Saved entries
──────────

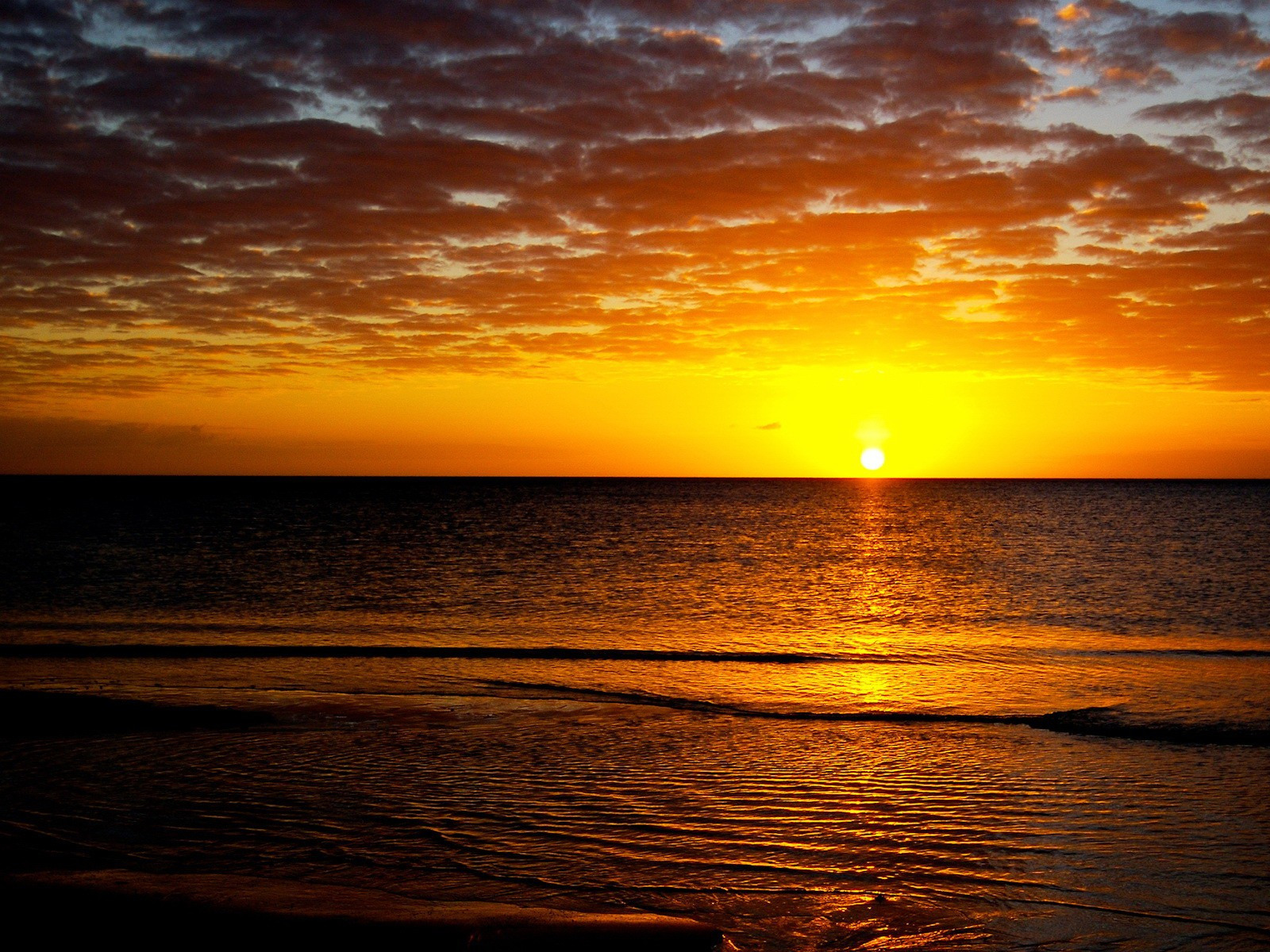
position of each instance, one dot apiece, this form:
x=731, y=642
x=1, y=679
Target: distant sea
x=819, y=714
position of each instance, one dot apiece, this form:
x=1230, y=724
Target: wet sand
x=201, y=909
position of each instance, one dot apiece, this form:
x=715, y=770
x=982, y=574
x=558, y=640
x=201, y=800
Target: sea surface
x=819, y=714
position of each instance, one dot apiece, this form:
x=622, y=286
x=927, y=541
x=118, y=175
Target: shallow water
x=762, y=704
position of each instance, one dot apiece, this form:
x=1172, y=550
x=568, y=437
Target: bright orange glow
x=1028, y=244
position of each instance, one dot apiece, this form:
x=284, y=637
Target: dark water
x=1028, y=712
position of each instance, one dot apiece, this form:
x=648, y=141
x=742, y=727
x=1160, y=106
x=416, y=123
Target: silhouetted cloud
x=202, y=194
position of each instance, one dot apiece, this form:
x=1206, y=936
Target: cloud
x=219, y=197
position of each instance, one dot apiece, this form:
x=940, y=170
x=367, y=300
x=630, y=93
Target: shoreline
x=154, y=908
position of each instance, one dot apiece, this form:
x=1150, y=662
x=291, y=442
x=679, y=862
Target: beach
x=725, y=704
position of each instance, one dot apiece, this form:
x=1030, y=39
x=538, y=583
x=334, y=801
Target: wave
x=468, y=651
x=1087, y=721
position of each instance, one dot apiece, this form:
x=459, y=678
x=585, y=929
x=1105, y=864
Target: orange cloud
x=291, y=192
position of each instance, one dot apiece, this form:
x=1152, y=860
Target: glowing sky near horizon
x=537, y=236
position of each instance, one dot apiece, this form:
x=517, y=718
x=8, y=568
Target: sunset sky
x=645, y=238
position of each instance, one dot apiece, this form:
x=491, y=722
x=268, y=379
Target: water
x=1026, y=712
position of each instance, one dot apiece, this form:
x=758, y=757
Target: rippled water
x=1024, y=712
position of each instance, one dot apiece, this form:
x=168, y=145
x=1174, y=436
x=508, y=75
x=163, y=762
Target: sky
x=635, y=238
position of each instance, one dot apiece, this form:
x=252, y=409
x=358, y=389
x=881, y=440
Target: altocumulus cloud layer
x=197, y=194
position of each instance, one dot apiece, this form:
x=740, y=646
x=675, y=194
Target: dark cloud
x=215, y=194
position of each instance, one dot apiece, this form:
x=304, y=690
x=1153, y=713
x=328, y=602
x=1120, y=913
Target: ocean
x=818, y=714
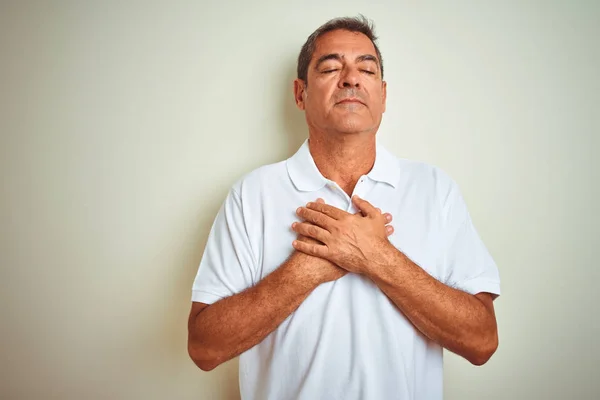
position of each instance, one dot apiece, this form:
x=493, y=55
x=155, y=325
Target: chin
x=352, y=125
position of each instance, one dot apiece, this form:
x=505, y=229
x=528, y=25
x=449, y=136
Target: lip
x=351, y=100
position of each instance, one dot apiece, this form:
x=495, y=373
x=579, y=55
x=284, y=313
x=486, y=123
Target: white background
x=123, y=124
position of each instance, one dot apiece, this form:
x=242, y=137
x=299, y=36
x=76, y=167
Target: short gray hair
x=353, y=24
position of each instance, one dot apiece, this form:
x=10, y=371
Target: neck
x=344, y=158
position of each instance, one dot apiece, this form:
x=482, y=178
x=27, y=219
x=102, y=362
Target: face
x=345, y=92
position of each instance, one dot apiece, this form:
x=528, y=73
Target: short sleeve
x=227, y=264
x=468, y=264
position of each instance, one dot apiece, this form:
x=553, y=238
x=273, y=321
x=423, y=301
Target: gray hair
x=353, y=24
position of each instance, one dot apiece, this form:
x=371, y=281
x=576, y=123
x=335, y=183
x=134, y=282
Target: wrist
x=385, y=257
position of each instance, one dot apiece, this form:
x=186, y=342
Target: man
x=303, y=275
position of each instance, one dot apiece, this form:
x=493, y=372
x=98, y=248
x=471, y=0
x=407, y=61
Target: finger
x=316, y=250
x=365, y=206
x=306, y=239
x=311, y=231
x=315, y=217
x=328, y=210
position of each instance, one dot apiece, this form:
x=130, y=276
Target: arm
x=462, y=323
x=227, y=328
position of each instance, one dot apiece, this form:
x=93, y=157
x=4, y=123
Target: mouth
x=350, y=101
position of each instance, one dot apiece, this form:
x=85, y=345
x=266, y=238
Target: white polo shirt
x=347, y=340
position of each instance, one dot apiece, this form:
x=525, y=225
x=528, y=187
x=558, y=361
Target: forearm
x=235, y=324
x=456, y=320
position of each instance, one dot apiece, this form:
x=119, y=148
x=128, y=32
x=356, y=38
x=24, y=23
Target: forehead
x=347, y=44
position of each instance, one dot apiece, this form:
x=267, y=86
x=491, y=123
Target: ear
x=383, y=93
x=299, y=93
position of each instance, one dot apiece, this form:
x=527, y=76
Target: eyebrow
x=338, y=57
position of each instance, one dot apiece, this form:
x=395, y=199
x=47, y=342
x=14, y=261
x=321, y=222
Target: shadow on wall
x=292, y=121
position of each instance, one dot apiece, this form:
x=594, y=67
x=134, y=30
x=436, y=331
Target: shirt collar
x=306, y=176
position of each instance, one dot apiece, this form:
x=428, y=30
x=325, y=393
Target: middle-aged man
x=303, y=275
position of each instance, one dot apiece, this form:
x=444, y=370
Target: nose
x=350, y=78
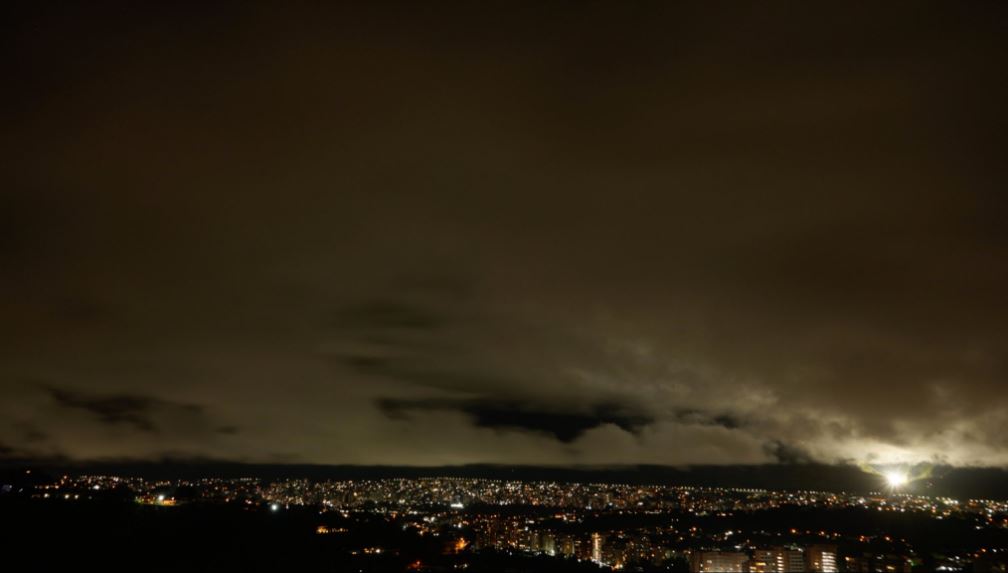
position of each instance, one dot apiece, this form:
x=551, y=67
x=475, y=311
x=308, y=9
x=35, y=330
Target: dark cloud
x=136, y=411
x=380, y=315
x=766, y=234
x=563, y=426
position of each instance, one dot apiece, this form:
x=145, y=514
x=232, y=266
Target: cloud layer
x=655, y=235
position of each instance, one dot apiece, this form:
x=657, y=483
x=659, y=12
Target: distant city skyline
x=564, y=235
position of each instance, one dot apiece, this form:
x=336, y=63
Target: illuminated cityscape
x=608, y=526
x=465, y=287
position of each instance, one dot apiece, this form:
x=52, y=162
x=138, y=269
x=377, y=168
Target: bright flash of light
x=896, y=478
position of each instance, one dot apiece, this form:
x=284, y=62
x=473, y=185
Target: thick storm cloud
x=582, y=234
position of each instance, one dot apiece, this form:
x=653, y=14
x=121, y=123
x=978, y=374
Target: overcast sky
x=592, y=233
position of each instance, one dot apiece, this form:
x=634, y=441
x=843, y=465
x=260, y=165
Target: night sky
x=586, y=233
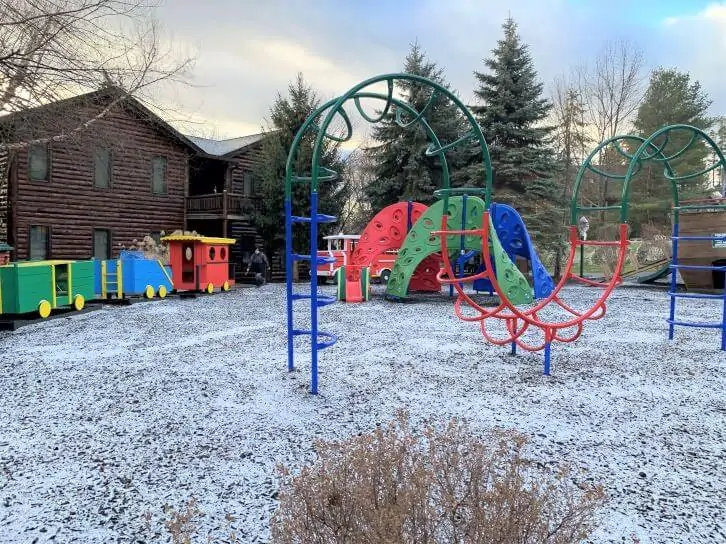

──────────

Please repeat, exactly as written, the lines in the records above, starting with the one that has "Target: nose" and going on through the one that has "x=232, y=266". Pictures are to be left out.

#### REPLY:
Target: nose
x=350, y=78
position of each instance, one dot apiece, this form:
x=551, y=67
x=475, y=311
x=308, y=9
x=35, y=330
Target: dark cloud
x=136, y=411
x=380, y=315
x=766, y=234
x=563, y=426
position of each instance, one dot apiece, this form:
x=145, y=514
x=232, y=266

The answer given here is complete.